### Exercise aim
For each of the three statements below, state whether the study summary that follows agrees with it, and support each yes or no with the deciding words from the summary. 1. Without AI support, clinicians correctly identified aneurysms in 70% of cases. 2. OR nurses showed the greatest improvement with AI assistance. 3. The AI model working alone achieved the highest performance.

### Selected excerpt
April 28, 2026
Williams SC, Zhou J, Muirhead WR, Khan D, et al. Artificial Intelligence–Assisted Surgical Scene Recognition: A Comparative Study Among Health Care Professionals. Ann Surg. May 2026.
This study set out to evaluate how a deep-learning system (MACSSwin-T) performs in identifying cerebral aneurysms in surgical video compared with healthcare professionals and examined whether clinicians’ detection accuracy improves when supported by artificial intelligence (AI).
This cross-sectional comparative study involved neurosurgeons, anesthetists, and OR nurses with varying levels of training and experience. Participants reviewed still images from aneurysm clipping procedures and classified each frame as either containing an aneurysm or not. The same frames were then analyzed by the AI model. In the second phase, clinicians repeated the task with AI support. Detection accuracy was compared across three groups: clinicians alone, AI alone, and clinicians assisted by AI.
A total of 5,154 frame evaluations were collected from 338 health care professionals. Without AI support, clinicians correctly identified aneurysms in 70% of cases; this increased to 78% with AI assistance (odds ratio 1.77, P < 0.001). The greatest improvement was observed among attending neurosurgeons, whose accuracy rose from 77% to 92% when aided by AI (odds ratio 4.24, P = 0.003).
Performance was highest when clinicians used AI, exceeding both human-only and AI-only results. Accuracy improved across all specialties and experience levels, with particularly strong gains among the most experienced clinicians.
These findings challenge the common assumption that AI primarily benefits less experienced practitioners, underscoring its potential value across all levels of surgical expertise and its importance in modern surgical practice.

### Supplied data
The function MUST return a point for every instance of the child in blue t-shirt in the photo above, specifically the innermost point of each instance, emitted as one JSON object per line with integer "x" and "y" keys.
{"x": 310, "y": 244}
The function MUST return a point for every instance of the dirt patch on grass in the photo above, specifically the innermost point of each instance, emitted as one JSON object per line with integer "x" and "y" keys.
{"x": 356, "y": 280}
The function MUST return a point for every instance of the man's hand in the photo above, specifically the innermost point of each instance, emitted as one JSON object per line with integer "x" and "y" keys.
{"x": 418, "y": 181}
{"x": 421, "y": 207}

### Response to the exercise
1. Yes: "Without AI support, clinicians correctly identified aneurysms in 70% of cases"
2. No: "The greatest improvement was observed among attending neurosurgeons"
3. No: "Performance was highest when clinicians used AI, exceeding both human-only and AI-only results"